Raw records:
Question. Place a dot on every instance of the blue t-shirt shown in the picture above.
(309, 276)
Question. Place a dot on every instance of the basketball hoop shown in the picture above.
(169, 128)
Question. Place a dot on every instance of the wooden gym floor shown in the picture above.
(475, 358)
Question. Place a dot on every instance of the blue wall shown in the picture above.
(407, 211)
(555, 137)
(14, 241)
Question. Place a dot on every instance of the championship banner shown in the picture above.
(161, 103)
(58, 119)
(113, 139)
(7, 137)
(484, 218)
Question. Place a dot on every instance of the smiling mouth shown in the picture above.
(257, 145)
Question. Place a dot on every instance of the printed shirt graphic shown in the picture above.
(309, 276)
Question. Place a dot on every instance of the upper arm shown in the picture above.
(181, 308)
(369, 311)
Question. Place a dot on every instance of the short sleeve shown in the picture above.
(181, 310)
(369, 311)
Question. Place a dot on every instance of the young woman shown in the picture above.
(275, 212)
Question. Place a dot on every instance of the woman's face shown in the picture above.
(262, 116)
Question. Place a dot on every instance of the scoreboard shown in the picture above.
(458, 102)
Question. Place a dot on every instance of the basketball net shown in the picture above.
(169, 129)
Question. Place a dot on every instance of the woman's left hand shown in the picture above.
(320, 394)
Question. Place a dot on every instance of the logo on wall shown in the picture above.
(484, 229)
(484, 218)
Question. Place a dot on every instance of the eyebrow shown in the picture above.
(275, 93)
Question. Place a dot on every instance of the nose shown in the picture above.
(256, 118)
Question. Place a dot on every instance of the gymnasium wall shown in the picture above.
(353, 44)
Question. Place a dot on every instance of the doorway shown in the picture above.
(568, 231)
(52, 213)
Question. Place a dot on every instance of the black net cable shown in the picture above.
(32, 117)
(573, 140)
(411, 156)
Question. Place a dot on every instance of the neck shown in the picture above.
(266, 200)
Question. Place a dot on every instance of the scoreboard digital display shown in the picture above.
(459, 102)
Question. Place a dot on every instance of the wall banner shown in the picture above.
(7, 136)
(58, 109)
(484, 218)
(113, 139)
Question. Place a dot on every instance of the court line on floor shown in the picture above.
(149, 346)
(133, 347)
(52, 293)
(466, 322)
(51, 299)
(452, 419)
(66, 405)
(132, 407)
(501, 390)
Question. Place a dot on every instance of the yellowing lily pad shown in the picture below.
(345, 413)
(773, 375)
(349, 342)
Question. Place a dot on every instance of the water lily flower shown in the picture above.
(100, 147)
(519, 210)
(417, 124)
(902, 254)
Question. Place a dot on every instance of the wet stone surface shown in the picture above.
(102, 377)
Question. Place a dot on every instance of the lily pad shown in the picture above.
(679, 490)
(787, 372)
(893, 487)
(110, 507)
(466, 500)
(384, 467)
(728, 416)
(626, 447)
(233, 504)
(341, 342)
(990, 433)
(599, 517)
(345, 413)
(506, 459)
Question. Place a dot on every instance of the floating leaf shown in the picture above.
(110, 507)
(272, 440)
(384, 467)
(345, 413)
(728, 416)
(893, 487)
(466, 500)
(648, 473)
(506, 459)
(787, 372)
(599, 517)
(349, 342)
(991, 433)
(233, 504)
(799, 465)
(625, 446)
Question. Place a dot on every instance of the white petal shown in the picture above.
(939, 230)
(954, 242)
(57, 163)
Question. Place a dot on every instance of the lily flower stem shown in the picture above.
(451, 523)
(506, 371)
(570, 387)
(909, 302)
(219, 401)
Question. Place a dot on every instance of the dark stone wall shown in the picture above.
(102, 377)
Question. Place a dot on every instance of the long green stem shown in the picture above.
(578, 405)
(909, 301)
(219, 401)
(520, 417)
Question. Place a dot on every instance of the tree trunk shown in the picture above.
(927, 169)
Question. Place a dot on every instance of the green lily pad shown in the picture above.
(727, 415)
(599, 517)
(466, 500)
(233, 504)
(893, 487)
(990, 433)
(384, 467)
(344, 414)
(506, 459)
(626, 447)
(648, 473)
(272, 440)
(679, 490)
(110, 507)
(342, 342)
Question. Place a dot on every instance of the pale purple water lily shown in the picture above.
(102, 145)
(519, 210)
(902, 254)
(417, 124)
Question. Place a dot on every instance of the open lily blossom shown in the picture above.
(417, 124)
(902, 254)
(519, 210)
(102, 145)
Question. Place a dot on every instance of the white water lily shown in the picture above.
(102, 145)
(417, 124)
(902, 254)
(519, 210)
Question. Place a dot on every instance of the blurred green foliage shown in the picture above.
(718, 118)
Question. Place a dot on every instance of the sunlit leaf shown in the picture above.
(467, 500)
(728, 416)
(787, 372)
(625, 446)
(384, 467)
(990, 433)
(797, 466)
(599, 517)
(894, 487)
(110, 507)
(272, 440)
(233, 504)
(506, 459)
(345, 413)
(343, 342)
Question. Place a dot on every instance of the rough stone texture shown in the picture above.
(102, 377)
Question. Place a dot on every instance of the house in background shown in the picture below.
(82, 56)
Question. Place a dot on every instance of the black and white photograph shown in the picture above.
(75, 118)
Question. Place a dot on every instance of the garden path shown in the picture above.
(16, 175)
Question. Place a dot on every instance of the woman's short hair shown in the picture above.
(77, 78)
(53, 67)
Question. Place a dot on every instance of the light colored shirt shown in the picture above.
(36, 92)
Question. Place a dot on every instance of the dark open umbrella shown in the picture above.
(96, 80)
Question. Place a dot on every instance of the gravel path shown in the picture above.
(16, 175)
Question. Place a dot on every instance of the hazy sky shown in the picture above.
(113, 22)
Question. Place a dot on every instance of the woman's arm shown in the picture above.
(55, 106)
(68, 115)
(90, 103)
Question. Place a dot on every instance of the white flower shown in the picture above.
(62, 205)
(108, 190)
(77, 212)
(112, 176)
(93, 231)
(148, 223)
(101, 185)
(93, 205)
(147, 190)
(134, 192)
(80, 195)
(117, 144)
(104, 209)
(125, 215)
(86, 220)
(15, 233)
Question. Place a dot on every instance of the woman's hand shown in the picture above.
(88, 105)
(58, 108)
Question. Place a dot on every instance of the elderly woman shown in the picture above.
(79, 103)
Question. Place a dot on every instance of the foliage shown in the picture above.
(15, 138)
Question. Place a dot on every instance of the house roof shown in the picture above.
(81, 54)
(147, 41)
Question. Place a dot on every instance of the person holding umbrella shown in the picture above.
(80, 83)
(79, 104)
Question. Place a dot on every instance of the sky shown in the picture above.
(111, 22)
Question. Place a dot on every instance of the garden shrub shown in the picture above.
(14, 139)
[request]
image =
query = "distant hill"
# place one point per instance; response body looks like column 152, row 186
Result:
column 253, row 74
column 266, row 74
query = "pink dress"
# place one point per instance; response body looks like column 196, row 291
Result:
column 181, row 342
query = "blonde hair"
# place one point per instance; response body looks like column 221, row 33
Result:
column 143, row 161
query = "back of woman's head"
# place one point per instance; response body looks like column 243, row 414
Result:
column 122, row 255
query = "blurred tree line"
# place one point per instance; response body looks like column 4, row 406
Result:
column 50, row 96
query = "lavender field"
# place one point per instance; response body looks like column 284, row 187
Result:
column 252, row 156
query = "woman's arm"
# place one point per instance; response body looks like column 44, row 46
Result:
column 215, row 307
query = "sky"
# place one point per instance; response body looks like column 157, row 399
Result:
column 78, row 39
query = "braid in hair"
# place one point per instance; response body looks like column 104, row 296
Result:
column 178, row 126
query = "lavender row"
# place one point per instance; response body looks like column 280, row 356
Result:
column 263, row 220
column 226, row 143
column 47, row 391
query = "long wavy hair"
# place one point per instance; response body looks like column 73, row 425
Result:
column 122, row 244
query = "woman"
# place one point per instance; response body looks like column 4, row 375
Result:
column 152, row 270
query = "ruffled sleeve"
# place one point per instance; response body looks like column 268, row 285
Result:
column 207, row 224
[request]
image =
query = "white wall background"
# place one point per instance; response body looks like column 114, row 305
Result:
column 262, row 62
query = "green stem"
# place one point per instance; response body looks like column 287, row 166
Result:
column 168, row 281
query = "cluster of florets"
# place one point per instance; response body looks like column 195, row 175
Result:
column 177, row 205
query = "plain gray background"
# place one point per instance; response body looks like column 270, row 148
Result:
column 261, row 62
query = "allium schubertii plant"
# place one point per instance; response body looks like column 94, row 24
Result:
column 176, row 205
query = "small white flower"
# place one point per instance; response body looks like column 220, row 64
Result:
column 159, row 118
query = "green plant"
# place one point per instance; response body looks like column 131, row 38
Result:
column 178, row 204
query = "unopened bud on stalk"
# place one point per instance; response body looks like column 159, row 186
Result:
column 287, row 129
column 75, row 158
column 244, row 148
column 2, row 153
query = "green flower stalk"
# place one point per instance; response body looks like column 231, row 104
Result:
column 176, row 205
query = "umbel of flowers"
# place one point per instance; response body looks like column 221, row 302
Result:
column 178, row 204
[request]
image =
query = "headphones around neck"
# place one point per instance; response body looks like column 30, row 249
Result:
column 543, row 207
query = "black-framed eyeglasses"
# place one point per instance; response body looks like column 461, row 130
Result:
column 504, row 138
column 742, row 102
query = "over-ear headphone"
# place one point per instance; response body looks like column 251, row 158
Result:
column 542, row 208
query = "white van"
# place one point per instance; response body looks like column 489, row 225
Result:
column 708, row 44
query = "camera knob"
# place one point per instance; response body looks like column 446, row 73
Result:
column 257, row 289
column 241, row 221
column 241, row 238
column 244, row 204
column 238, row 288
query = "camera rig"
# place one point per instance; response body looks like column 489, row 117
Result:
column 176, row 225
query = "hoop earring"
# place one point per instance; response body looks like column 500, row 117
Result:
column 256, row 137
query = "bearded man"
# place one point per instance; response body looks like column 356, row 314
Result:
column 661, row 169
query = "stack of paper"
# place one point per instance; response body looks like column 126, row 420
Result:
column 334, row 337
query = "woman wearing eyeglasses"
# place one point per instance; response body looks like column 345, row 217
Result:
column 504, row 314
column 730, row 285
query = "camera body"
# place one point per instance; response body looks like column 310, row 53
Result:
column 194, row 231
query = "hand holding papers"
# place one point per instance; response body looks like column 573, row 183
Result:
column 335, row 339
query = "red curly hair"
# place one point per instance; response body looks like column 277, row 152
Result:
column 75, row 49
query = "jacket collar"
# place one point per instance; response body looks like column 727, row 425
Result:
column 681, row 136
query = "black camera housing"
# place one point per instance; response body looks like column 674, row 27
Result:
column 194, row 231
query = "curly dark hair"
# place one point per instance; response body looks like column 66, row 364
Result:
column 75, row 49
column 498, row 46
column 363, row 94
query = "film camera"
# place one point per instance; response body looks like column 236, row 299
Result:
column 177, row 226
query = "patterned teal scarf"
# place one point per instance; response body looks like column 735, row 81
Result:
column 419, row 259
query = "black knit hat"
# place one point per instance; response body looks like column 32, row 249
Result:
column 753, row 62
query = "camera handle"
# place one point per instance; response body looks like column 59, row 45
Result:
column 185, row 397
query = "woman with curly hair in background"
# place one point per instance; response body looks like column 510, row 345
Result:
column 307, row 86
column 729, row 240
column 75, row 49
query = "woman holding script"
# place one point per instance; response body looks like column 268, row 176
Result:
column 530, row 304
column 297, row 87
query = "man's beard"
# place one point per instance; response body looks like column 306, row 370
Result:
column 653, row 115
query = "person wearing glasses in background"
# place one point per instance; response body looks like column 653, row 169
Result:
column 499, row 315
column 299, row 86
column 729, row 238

■ Goal ■
Repeat only the stretch of lines starting at the one containing "with curly hair" and running to the final line of the entries above.

■ Answer for this exercise ■
query = "woman with curly hair in background"
# place one point per instance; response body looks like column 510, row 345
Result:
column 307, row 86
column 729, row 240
column 75, row 49
query = "woman holding script"
# place one point per instance; response body looks like column 268, row 176
Result:
column 530, row 304
column 297, row 87
query = "man's beard"
# place one point per instance; response body looks like column 306, row 370
Result:
column 653, row 115
query = "person wearing glasses in background"
# place one point per instance; response body looks like column 653, row 169
Result:
column 499, row 315
column 299, row 86
column 729, row 238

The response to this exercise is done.